[BEGIN Data section]
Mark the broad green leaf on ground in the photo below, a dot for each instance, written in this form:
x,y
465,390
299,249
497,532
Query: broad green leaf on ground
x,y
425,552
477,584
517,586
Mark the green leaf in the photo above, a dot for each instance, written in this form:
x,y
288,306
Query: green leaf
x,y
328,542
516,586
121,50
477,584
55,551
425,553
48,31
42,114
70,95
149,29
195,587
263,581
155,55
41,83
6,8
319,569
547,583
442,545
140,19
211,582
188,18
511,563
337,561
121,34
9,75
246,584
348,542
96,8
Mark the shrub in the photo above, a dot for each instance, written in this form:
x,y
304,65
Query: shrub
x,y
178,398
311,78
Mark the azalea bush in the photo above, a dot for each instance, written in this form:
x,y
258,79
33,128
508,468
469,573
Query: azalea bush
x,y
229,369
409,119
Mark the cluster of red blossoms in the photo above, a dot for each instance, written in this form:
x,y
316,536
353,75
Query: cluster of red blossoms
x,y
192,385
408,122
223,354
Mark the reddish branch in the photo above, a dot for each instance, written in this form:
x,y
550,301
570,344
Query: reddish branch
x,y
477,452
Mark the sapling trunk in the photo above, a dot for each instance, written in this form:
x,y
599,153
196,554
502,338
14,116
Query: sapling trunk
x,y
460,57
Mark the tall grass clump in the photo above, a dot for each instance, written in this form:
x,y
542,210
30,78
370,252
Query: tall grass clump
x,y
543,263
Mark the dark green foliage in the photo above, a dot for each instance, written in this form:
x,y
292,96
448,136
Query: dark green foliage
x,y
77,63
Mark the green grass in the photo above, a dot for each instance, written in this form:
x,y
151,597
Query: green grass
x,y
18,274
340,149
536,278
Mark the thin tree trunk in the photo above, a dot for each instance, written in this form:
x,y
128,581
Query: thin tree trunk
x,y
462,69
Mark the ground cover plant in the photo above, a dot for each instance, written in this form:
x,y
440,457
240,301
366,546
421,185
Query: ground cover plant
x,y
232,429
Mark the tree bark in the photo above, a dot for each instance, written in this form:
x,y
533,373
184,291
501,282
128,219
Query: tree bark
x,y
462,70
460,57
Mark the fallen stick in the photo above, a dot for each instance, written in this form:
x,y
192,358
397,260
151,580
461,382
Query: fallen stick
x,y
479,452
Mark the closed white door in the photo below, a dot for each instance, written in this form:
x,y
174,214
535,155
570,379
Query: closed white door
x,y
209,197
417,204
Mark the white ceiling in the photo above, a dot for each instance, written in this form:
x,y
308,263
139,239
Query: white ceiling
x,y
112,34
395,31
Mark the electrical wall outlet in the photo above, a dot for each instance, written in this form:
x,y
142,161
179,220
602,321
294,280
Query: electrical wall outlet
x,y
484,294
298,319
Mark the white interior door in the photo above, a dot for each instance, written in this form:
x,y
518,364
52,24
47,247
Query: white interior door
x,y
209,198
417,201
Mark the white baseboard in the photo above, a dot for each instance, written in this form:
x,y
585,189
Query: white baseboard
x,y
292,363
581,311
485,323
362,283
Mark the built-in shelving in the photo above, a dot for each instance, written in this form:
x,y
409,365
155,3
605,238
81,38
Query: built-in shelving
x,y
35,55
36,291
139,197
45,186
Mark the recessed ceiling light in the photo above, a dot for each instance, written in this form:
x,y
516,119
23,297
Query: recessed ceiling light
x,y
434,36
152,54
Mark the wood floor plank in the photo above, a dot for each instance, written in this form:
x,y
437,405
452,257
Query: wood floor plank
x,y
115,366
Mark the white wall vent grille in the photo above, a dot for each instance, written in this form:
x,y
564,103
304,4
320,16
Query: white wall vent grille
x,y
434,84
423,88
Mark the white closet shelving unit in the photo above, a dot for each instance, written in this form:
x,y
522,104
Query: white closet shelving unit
[END Data section]
Output only the lines from the one holding "Mark the fallen" through the last line above, exactly as they appear.

- **Output for this task**:
Mark the fallen stick in the photo above, a dot for each instance, written in this form:
x,y
192,358
397,260
151,580
461,382
Query: fallen stick
x,y
479,452
Mark the closed white door in the photo below, a dot for each instance, written in this form:
x,y
174,214
535,155
570,379
Query: closed white door
x,y
209,197
417,204
Mark the white ceiling in the photo above, a dot for each instance, written in this form:
x,y
308,263
139,239
Query: white ceiling
x,y
112,34
395,31
Mark the electrical wall outlet in the photo above, a dot for each instance, written in this form:
x,y
142,161
179,220
602,321
294,280
Query: electrical wall outlet
x,y
484,294
298,319
Mark the white interior door in the photo above, a dot for each instance, written in this form:
x,y
518,364
52,24
47,247
Query: white interior door
x,y
209,198
417,201
Mark the white baseboard in the photo above, a dot for each instance, written in this form:
x,y
585,189
Query: white baseboard
x,y
292,363
581,311
485,323
362,283
Mark the built-in shelving in the photo above, a dot for each instance, written in this form:
x,y
409,365
155,3
605,238
81,38
Query: built-in shelving
x,y
35,55
36,291
139,197
45,186
Mark the recessed ceiling light in the photo above, a dot for each instance, written in this form:
x,y
516,119
23,297
Query: recessed ceiling light
x,y
434,36
152,54
Mark the wood floor plank in the photo above, a dot for each instance, written in this form:
x,y
437,405
452,257
Query: wood floor plank
x,y
115,366
Mark the white wall vent grille in the photo above, a dot for each instance, written in this form:
x,y
564,103
304,4
320,16
Query: white wall vent grille
x,y
434,84
423,88
Mark the white closet shelving unit in the photo above, a dot for each instance, written in this form:
x,y
522,104
Query: white closet shelving unit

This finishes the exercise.